▶ [Given passage]
───

We'll make a set of spectra that are not Doppler shifted at all, where all lines have 
the same width and amplitude as a first dumb check of whether our method works.
All lines are absorption lines.

First spectrum: absorption spectrum with all lines absorption lines with the same height and width, no redshift:

In [None]:
model_flux, fake_flux = fake_spectrum(wnew_left, wnew_right, si_all_val, amp_hypermean=0.3)

In [None]:
#plt.errorbar(wnew_mid, cnew, yerr=enew, fmt="o")
plt.plot(wnew_mid, cnew, alpha=0.7)
plt.gca().invert_xaxis()
plt.xlim(wnew_mid[-1], wnew_mid[0])
#for s in si_all_angstrom:
#    plt.vlines(s.value, np.min(counts), np.max(counts), lw=2)

plt.plot(wnew_mid, fake_flux, alpha=0.7)

In [None]:
for s in si_all_val:
    print(s/0.01)

Looks about right! Let's save that and a few other amplitudes:

In [None]:
froot = "test_spectra_noshift_sameamp_samewidth"

amps = np.array([0.01, 0.1, 0.3, 0.5])
all_model_fluxes, all_fake_fluxes = [], []

for i,a in enumerate(amps):
    model_flux, fake_flux = fake_spectrum(wnew_left, wnew_right, si_all_val, amp_hypermean=a)
    all_model_fluxes.append(model_flux)
    all_fake_fluxes.append(fake_flux)
    np.savetxt(datadir+froot+"%i.txt"%i, 
               np.array([wnew_left, wnew_right, wnew_mid, fake_flux, model_flux]).T,
               header="# dshift=0.0, err=0.007, amp=%.3f, width=0.01"%a)

Let's see whether it worked:

In [None]:
for i in range(amps.shape[0]):
    plt.figure(figsize=(16,6))
    data = np.loadtxt(datadir+froot+"%i.txt"%i)
    plt.errorbar(data[:,2], data[:,3], yerr=(data[:,3]-data[:,4]), fmt="o")

───

▶ [Extracted information]
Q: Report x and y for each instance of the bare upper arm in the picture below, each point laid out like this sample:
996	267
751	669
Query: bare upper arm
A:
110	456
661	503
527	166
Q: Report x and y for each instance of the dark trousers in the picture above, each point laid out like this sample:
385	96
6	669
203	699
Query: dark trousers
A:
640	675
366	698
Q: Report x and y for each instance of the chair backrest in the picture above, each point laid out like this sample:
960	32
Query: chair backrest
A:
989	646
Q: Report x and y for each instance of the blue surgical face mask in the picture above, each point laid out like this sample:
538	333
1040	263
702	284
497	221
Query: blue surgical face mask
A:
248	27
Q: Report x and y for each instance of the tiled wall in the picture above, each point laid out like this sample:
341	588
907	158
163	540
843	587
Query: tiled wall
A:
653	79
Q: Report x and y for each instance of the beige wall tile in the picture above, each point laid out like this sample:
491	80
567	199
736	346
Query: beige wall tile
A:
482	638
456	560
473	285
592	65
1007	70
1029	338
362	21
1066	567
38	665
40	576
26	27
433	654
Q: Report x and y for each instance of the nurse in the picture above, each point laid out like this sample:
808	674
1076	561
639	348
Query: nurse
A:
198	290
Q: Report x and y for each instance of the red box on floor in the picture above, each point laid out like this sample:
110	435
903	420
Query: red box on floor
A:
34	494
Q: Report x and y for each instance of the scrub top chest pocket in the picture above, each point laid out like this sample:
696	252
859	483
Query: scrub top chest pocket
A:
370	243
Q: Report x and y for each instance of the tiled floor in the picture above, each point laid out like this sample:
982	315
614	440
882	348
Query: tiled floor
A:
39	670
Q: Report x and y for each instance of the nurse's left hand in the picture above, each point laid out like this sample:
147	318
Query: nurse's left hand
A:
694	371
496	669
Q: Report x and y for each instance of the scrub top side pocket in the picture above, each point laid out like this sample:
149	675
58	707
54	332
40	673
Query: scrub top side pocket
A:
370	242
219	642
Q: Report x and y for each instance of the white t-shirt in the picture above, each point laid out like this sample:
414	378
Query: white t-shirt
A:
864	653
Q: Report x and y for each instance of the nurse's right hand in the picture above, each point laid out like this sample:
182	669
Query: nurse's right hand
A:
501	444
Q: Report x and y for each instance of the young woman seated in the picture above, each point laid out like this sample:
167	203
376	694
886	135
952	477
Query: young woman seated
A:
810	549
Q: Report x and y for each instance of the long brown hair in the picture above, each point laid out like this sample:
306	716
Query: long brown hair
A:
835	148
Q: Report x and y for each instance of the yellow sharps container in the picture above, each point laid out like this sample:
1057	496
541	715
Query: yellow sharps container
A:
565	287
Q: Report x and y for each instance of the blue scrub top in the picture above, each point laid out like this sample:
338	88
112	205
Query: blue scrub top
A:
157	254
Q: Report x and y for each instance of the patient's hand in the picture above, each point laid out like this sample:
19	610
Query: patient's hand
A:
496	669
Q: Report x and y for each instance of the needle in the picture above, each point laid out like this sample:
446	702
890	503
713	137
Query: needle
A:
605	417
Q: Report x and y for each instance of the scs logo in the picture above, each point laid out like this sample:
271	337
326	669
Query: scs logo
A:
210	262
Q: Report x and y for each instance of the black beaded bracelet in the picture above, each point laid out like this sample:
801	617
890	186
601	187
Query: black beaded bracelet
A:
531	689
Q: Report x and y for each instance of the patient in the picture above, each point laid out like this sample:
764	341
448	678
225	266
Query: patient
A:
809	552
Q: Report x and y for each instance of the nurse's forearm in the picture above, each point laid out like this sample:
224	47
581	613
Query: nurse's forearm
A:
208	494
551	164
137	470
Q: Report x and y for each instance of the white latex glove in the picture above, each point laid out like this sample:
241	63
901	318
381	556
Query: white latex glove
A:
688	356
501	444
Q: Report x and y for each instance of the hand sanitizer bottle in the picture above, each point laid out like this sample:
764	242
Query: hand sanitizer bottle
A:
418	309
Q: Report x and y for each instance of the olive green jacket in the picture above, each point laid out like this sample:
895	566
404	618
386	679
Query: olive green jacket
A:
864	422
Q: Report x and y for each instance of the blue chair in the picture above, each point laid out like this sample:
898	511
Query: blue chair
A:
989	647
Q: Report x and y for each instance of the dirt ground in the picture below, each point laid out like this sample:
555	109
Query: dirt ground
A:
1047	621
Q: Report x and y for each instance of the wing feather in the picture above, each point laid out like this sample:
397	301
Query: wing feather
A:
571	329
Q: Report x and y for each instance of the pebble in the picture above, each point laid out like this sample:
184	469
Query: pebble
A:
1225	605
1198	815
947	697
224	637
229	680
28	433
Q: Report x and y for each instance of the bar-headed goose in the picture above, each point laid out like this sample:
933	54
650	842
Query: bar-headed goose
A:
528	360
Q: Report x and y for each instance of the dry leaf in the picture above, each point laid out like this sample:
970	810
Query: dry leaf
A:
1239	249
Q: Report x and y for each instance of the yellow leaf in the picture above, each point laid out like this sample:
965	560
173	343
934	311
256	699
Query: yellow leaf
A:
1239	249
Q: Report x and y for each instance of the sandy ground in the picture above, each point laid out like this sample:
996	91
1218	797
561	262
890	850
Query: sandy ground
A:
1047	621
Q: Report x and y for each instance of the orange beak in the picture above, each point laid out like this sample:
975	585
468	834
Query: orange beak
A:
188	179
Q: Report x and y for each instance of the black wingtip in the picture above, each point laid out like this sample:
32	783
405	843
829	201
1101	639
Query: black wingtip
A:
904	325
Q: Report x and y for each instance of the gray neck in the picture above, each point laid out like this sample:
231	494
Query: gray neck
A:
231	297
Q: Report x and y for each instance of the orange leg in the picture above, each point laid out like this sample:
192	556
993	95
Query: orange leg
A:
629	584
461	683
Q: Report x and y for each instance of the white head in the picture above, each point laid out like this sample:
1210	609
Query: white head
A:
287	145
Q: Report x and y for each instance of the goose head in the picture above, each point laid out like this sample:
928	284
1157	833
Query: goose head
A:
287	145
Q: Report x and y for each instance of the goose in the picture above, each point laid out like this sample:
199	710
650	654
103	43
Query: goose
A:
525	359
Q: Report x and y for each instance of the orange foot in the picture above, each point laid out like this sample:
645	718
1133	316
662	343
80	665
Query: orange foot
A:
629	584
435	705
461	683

───

▶ [The task]
Can you write out the part of the spectra notebook that opens with the words containing "First spectrum: absorption" and closes with "plt.plot(wnew_mid, fake_flux, alpha=0.7)", substituting "emission" for every "absorption"? The data plays no role here.

▶ [Full output]
First spectrum: emission spectrum with all lines emission lines with the same height and width, no redshift:

In [None]:
model_flux, fake_flux = fake_spectrum(wnew_left, wnew_right, si_all_val, amp_hypermean=0.3)

In [None]:
#plt.errorbar(wnew_mid, cnew, yerr=enew, fmt="o")
plt.plot(wnew_mid, cnew, alpha=0.7)
plt.gca().invert_xaxis()
plt.xlim(wnew_mid[-1], wnew_mid[0])
#for s in si_all_angstrom:
#    plt.vlines(s.value, np.min(counts), np.max(counts), lw=2)

plt.plot(wnew_mid, fake_flux, alpha=0.7)